• **Extract to read**
TMCnet News

Customer Data Integration: Ten Questions With Anurag Wadehra of Siperian
[August 29, 2005]

Customer Data Integration: Ten Questions With Anurag Wadehra of Siperian


Catching up with the VP of Marketing and Product Management at Siperian.
 
By DAVID SIMS
TMCnet CRM Alert Columnist
 
Hi Anurag, thanks for taking the time with us. What exactly is Customer Data Integration?
 
Customer Data Integration, or CDI as it is often referred to, is a new software category which combines the necessary technology, processes and services needed to create and maintain an accurate, timely and complete view of a customer.


 
Sounds like the Holy Grail. How does it differ from other technologies, such as Extract-Transform-Load, Enterprise Information Integration or, say, Data Quality initiatives?

 
Over the past several years, companies have turned to EII, ETL and DQ technologies in the hopes of addressing their customer data integration issues. Unfortunately, these are limited set of tools, each of which originated for narrow purposes. Each one compliments the CDI platform or framework but none replace it – ETL moves large volumes of data in batch-mode and is still needed as step in building a CDI hub; EII was designed to run distributed queries across disparate sources in real-time and can be used alongside CDI for data aggregation; and finally DQ tools were designed to de-duplicate and “scrub” incorrect names and addresses one source at a time and still need to be integrated with a CDI hub.
 
What’s the best music to listen to at work?
 
Silence is golden! Otherwise, my preference shall be Indian classical ragas based on the time of the day.
 
First CoffeeSM’ll stick to Frank Sinatra. Obviously CDI would be a plus to any CRM initiative, but what are the industry verticals you see that take it the most seriously and really invest in CDI?

• **Given task**
Print the CDI interview text between "By DAVID SIMS" and "of a customer.", inclusive.

• **Object point labels**

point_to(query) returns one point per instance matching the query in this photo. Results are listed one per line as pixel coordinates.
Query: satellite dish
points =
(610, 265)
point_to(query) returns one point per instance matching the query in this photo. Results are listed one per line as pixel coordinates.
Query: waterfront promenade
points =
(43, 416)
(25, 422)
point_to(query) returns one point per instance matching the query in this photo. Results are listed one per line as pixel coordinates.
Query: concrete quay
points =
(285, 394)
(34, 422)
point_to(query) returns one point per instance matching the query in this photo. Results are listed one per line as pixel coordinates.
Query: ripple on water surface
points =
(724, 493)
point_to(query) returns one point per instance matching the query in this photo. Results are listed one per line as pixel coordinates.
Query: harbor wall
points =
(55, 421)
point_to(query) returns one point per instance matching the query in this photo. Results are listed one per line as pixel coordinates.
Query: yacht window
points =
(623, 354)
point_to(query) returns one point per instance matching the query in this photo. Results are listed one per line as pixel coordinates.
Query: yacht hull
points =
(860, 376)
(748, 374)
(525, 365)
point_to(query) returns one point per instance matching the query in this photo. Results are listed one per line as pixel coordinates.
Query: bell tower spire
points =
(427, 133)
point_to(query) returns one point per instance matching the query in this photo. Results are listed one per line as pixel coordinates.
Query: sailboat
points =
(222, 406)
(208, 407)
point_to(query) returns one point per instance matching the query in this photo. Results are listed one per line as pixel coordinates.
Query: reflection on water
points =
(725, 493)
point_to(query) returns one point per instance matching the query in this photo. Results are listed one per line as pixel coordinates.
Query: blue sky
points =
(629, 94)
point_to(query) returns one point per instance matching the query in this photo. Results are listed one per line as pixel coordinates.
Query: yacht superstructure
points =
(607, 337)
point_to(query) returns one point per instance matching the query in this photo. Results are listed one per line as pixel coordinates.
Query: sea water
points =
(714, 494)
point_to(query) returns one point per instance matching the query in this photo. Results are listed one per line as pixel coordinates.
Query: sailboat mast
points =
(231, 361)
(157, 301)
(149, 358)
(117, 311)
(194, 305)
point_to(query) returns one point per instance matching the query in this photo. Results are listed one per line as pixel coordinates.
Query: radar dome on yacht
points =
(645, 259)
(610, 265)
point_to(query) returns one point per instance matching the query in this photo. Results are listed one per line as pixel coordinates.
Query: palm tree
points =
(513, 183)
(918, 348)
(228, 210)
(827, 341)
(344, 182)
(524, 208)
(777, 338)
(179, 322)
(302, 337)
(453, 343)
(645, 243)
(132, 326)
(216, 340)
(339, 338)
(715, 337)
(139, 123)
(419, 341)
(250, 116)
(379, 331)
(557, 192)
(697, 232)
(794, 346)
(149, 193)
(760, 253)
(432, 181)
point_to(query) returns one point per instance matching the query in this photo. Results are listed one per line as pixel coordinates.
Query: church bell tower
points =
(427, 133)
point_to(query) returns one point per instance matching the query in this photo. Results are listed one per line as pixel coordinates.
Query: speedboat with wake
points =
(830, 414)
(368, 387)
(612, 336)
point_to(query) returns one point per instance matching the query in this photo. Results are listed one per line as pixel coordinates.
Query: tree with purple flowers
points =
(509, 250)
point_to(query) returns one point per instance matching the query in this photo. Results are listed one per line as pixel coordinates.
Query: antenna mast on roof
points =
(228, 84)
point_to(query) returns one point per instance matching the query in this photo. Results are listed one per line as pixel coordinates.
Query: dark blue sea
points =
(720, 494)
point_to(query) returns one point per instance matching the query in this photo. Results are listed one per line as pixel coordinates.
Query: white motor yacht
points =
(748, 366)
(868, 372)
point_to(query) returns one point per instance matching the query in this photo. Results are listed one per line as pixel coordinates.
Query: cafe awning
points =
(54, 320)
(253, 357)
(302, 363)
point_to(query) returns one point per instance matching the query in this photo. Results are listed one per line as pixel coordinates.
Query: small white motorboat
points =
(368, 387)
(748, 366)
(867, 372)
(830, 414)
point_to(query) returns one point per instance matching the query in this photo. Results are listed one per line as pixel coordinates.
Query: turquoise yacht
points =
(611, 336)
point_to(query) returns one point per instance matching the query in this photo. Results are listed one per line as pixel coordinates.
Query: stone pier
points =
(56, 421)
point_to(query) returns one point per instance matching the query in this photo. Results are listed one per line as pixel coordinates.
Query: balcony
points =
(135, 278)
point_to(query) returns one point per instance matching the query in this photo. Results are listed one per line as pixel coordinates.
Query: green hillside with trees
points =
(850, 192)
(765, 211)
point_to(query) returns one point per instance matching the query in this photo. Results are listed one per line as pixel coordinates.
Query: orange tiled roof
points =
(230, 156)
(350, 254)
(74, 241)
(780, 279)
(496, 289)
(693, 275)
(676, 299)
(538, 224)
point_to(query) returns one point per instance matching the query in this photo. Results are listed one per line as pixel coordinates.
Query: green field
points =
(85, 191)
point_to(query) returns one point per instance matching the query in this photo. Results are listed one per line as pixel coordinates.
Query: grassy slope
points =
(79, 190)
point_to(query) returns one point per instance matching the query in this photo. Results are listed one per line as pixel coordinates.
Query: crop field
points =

• **The completed task**
By DAVID SIMS
TMCnet CRM Alert Columnist
 
Hi Anurag, thanks for taking the time with us. What exactly is Customer Data Integration?
 
Customer Data Integration, or CDI as it is often referred to, is a new software category which combines the necessary technology, processes and services needed to create and maintain an accurate, timely and complete view of a customer.